Needless to say that it had to be both concise and comprehensive to enable
everyone to learn and memorize its contents. As a result, this surah comprising
four very short verses was revealed. The profound meanings it encompasses
prompted many scholars to regard it as being a third of the Qur’an.
A little contemplation shows that there is no exaggeration in this fact.
The message of the Qur’an can
be divided into three distinct topics: Tawhid
(Monotheism), Risalat (Prophethood)
and Ma‘ad (The Hereafter) --
which means that Tawhid occupies one third of the Qur’anic content that is scattered in various surahs. Its core is epitomized
in this comprehensive surah. In other words, the gist of the Qur’anic arguments by which it refutes polytheism is concisely stated here.
One thing that should be kept in mind
is that this surah was not necessarily revealed because someone had inquired
from the Prophet (sws) about the attributes of God; but as is indicated
earlier, the very circumstances in which the question of Tawhid
had become a burning topic were enough to cause its revelation. Huwallah means `the God about whom you are debating and arguing has these attributes;
hear them from me …', after which these attributes are stated. Suffice
it to say that to reform heretical beliefs, only a correct knowledge of
these attributes is all that is required after which the path to the appreciation
of other attributes of God is opened.

## THE INPUT

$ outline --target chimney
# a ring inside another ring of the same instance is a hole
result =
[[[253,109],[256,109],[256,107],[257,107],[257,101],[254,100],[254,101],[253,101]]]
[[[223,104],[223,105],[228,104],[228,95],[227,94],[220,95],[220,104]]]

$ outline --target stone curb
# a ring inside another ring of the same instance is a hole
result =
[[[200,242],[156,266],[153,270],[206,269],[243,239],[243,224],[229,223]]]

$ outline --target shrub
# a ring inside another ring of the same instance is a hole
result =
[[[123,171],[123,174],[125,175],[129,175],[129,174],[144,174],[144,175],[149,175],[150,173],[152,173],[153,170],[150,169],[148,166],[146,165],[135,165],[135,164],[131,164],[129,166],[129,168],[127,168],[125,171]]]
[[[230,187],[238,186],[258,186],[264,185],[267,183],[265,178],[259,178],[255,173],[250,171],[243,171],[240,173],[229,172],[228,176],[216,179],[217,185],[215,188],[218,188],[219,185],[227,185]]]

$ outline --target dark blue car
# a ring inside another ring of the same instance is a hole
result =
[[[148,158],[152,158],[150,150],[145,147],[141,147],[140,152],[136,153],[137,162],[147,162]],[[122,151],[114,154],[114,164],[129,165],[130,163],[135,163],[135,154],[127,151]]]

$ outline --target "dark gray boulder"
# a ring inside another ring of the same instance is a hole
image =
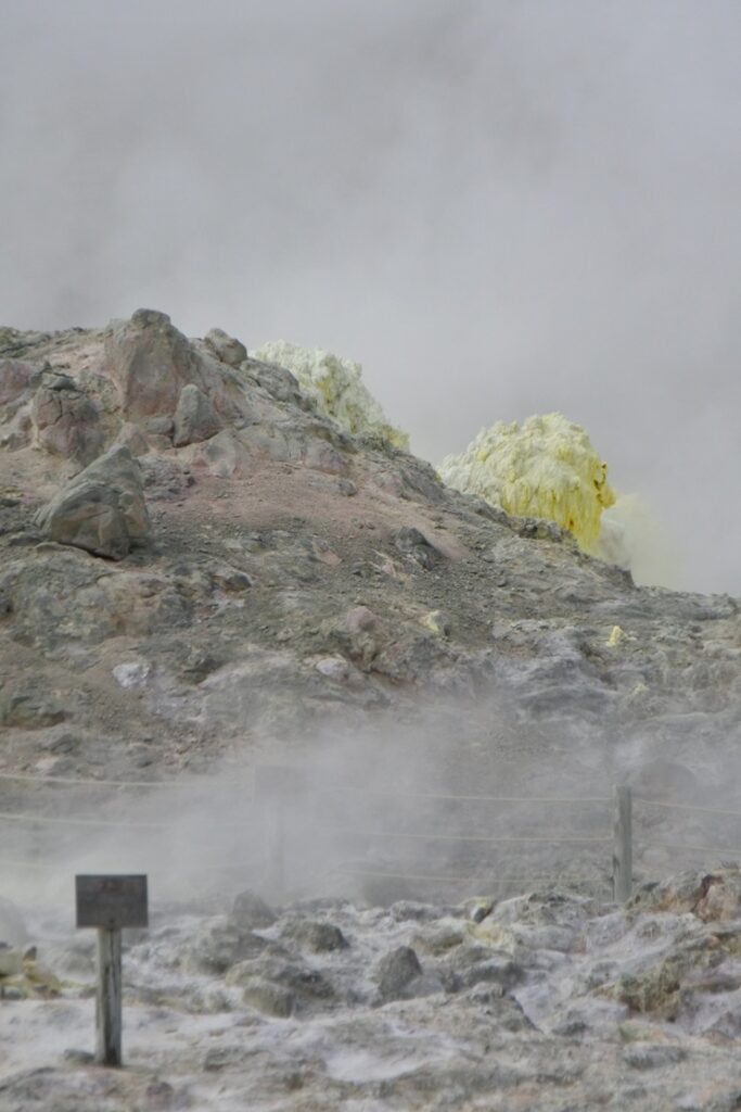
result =
[[[111,448],[76,475],[39,510],[36,525],[58,544],[110,559],[146,545],[149,514],[141,469],[129,449]]]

## PROBLEMS TO WORK ON
a – According to the commentary on the surah, how many verses does the surah comprise?
b – Copy the stretch of the entries from the line that contains "dark blue car" through the end of the entries, including both ends. Leave the pictures out.

## ANSWERS TO THE TASKS
a – It comprises four very short verses.

b –
$ outline --target dark blue car
# a ring inside another ring of the same instance is a hole
result =
[[[148,158],[152,158],[150,150],[145,147],[141,147],[140,152],[136,153],[137,162],[147,162]],[[122,151],[114,154],[114,164],[129,165],[130,163],[135,163],[135,154],[127,151]]]

$ outline --target "dark gray boulder"
# a ring inside another ring of the same instance is a hole
image =
result =
[[[111,448],[76,475],[39,510],[36,525],[58,544],[110,559],[146,545],[149,514],[141,469],[129,449]]]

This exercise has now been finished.